═══ Data for this exercise ═══

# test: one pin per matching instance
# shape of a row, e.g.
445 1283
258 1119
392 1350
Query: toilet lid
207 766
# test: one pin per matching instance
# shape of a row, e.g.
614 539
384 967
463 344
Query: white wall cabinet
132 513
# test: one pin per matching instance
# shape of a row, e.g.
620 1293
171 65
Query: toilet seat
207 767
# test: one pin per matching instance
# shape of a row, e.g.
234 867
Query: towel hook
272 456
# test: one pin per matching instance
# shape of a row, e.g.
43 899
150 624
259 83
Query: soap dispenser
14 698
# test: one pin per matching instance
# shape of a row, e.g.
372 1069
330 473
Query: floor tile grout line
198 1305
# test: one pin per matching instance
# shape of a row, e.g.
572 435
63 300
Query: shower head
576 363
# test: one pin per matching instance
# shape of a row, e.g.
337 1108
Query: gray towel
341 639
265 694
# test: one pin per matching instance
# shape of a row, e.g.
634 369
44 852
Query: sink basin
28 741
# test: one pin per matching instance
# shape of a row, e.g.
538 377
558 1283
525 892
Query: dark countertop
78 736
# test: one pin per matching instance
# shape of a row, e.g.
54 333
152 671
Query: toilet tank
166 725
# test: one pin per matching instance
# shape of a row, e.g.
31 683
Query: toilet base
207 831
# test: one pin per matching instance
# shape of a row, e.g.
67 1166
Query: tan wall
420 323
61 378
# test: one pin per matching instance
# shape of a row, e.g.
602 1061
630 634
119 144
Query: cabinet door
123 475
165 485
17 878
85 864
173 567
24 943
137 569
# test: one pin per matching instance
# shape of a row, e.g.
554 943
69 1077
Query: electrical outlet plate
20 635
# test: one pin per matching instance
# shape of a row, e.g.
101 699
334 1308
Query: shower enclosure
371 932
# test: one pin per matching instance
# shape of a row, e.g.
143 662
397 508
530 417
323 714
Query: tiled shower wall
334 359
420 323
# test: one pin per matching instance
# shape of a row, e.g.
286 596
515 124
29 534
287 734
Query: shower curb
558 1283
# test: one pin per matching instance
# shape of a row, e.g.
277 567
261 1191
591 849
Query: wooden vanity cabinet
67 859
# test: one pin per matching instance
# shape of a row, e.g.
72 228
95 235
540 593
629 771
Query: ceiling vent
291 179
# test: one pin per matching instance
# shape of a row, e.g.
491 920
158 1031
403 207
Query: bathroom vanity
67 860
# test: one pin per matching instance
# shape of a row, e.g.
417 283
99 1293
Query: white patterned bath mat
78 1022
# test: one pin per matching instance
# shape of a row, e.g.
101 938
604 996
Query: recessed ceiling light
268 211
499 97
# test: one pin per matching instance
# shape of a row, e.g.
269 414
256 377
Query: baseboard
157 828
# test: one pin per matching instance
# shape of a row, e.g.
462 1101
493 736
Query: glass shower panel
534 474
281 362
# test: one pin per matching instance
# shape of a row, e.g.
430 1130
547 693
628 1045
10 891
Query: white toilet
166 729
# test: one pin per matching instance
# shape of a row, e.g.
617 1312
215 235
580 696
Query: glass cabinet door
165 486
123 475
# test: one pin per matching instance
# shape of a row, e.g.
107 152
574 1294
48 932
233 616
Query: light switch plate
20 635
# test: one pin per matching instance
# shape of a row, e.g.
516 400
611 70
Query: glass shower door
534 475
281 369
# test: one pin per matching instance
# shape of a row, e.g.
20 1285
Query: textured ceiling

═══

Restate each of the entries above verbatim.

# test: one pin per matching instance
# shape of a row, e.g.
445 1283
258 1119
392 1350
Query: toilet lid
207 766
# test: one pin per matching instance
# shape of a row, e.g.
614 539
384 967
463 344
Query: white wall cabinet
132 513
# test: one pin per matching instance
# shape of a row, e.g.
620 1293
171 65
Query: toilet seat
207 767
# test: one pin per matching instance
# shape of a row, e.g.
234 867
Query: towel hook
272 456
# test: one pin per matching instance
# shape of a row, e.g.
43 899
150 624
259 83
Query: soap dispenser
14 698
# test: one pin per matching instance
# shape of a row, e.g.
372 1069
330 473
Query: floor tile grout line
198 1305
# test: one pin per matching instance
# shape of a row, e.g.
572 435
63 300
Query: shower head
576 363
# test: one pin per matching instance
# shape of a row, e.g.
337 1108
Query: gray towel
341 639
265 694
# test: one pin per matching instance
# shape of a row, e.g.
634 369
44 852
Query: sink basin
28 741
# test: one pin per matching instance
# shape of a row, e.g.
538 377
558 1283
525 892
Query: dark countertop
78 736
# test: one pin per matching instance
# shape of a row, e.g.
54 333
152 671
Query: toilet tank
166 725
# test: one pin per matching instance
# shape of a row, e.g.
31 683
Query: toilet base
207 831
# test: one pin per matching instance
# shape of a row, e.g.
67 1166
Query: tan wall
420 323
61 378
# test: one pin per matching instance
# shape of a row, e.g.
602 1061
630 634
119 144
Query: cabinet door
123 475
165 485
17 878
85 864
173 567
24 943
137 569
# test: one pin per matching instance
# shape of a row, e.g.
554 943
69 1077
Query: electrical outlet plate
20 635
# test: one pin per matching instance
# shape of a row, e.g.
101 699
334 1308
Query: shower enclosure
371 932
# test: one pin per matching instance
# shape of a row, e.g.
143 662
397 508
530 417
323 714
Query: tiled shower wall
334 359
420 323
# test: one pin per matching instance
# shape of a row, e.g.
286 596
515 124
29 534
287 734
Query: shower curb
558 1283
# test: one pin per matching instance
# shape of a row, e.g.
277 567
261 1191
591 849
Query: wooden vanity cabinet
67 859
# test: one pin per matching instance
# shape of a row, e.g.
72 228
95 235
540 593
629 771
Query: ceiling vent
291 179
# test: one pin per matching instance
# shape of a row, e.g.
491 920
158 1031
403 207
Query: bathroom vanity
67 860
# test: one pin per matching instance
# shape of a row, e.g.
417 283
99 1293
Query: white patterned bath mat
78 1022
# test: one pin per matching instance
# shape of a row, e.g.
101 938
604 996
Query: recessed ceiling light
268 211
499 97
# test: one pin per matching instance
# shape of a row, e.g.
269 414
256 377
Query: baseboard
157 828
# test: one pin per matching instance
# shape of a row, e.g.
462 1101
493 736
Query: glass shower panel
534 474
281 362
# test: one pin per matching instance
# shape of a row, e.g.
430 1130
547 693
628 1045
10 891
Query: white toilet
166 729
# test: one pin per matching instance
# shape of a row, e.g.
617 1312
215 235
580 696
Query: glass cabinet door
165 486
123 475
# test: one pin per matching instance
# shape of a row, e.g.
107 152
574 1294
48 932
233 616
Query: light switch plate
20 635
# test: one pin per matching instance
# shape of a row, e.g.
516 400
611 70
Query: glass shower door
534 475
281 369
# test: one pin per matching instance
# shape of a row, e.g.
20 1285
Query: textured ceiling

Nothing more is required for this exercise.